___ Source records ___

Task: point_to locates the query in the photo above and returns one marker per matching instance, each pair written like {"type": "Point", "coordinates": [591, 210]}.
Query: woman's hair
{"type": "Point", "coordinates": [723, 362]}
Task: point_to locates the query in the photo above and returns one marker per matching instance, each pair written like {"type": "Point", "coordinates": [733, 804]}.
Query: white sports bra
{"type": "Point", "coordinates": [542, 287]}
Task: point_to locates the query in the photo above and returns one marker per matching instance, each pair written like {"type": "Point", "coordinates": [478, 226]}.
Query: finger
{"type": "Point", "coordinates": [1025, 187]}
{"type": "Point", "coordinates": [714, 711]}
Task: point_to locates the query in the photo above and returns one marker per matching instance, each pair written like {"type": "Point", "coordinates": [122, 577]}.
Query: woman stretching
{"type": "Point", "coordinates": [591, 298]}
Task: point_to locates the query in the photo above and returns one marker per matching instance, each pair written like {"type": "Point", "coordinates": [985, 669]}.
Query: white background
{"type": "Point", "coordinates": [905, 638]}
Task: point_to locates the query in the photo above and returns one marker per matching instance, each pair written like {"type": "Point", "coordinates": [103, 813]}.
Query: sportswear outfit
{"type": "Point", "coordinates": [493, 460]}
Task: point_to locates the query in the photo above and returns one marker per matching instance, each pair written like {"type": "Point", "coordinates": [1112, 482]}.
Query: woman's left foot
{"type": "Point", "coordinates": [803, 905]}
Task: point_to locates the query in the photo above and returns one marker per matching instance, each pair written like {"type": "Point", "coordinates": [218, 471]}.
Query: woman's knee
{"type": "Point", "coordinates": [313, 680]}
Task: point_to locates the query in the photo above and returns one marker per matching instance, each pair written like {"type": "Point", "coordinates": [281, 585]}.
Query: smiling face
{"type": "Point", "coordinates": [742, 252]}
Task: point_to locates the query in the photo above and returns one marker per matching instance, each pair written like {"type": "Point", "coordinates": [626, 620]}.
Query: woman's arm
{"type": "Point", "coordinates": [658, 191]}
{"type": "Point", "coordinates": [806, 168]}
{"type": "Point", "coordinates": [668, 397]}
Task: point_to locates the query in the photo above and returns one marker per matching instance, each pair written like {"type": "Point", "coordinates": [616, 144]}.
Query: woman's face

___

### Work required
Set down each entry again, unchanged.

### Response to this exercise
Task: point_to locates the query in the photo above and returns one marker per matching instance, each pair written like {"type": "Point", "coordinates": [591, 210]}.
Query: woman's hair
{"type": "Point", "coordinates": [723, 362]}
Task: point_to locates the query in the photo above and returns one marker per matching instance, each pair written like {"type": "Point", "coordinates": [733, 804]}.
Query: white sports bra
{"type": "Point", "coordinates": [542, 287]}
Task: point_to locates the query in the photo above and returns one marker per matching instance, each pair written like {"type": "Point", "coordinates": [478, 226]}.
Query: finger
{"type": "Point", "coordinates": [1025, 187]}
{"type": "Point", "coordinates": [714, 711]}
Task: point_to locates the query in the photo above and returns one marker per matching instance, each pair written like {"type": "Point", "coordinates": [122, 577]}.
Query: woman stretching
{"type": "Point", "coordinates": [591, 298]}
Task: point_to locates the query in the photo above and returns one marker per matching instance, each pair written like {"type": "Point", "coordinates": [985, 669]}.
Query: white background
{"type": "Point", "coordinates": [905, 638]}
Task: point_to locates the query in the photo above and returns one marker per matching instance, each pair written like {"type": "Point", "coordinates": [103, 813]}.
Query: sportswear outfit
{"type": "Point", "coordinates": [493, 460]}
Task: point_to locates the query in the photo above and returns one marker per matching instance, each pair written like {"type": "Point", "coordinates": [1112, 482]}.
Query: woman's left foot
{"type": "Point", "coordinates": [803, 905]}
Task: point_to locates the query in the photo above and returns one marker per matching instance, each pair written like {"type": "Point", "coordinates": [218, 471]}.
Query: woman's knee
{"type": "Point", "coordinates": [313, 680]}
Task: point_to locates the query in the photo above and returns one marker per matching instance, each pair written like {"type": "Point", "coordinates": [281, 585]}.
Query: smiling face
{"type": "Point", "coordinates": [742, 252]}
Task: point_to locates the query in the photo above and returns one marker per matching instance, each pair written like {"type": "Point", "coordinates": [626, 620]}.
Query: woman's arm
{"type": "Point", "coordinates": [658, 191]}
{"type": "Point", "coordinates": [806, 168]}
{"type": "Point", "coordinates": [668, 397]}
Task: point_to locates the query in the photo above and returns one marker per matching instance, each pair written like {"type": "Point", "coordinates": [616, 144]}.
Query: woman's face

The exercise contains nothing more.